__Assignment__: From the text about the grandparents' house, translate the sentence "My great-grandparents lived there too." into Spanish.

I don’t live far from Nana and Granddaddy’s house now, though it is the next town over. It’s the same road, almost, if you stretch that thought a bit. The road just winds and bends to get here. In that sense, my road is connected to all roads and all roads lead here. I travel by going to work, or some where, and pass it on the right there beside the church. The house, which in its long history, had been for a time, the high school, post office, general store, and Odd Fellows Hall still speaks to me, calling me back to where I belong. My great-grandparents lived there too. When my great-grandfather moved in he brought all of his beloved chickens to roost on the stage left by the other odd fellows. The stage had velvet curtains, which I’m sure the chickens appreciated and enjoyed as much as my great grandfather enjoyed the clucking of the hens and the delicious eggs they laid on such rich nesting material.

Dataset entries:
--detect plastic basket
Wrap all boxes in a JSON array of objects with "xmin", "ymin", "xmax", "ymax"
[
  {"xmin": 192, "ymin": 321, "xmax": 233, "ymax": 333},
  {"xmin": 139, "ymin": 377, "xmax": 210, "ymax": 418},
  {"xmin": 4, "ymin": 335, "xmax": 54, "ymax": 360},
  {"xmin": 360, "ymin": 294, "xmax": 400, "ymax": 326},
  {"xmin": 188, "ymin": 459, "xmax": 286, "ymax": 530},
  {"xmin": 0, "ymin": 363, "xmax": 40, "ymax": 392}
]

__Expected output__: Mis bisabuelos también vivieron allí.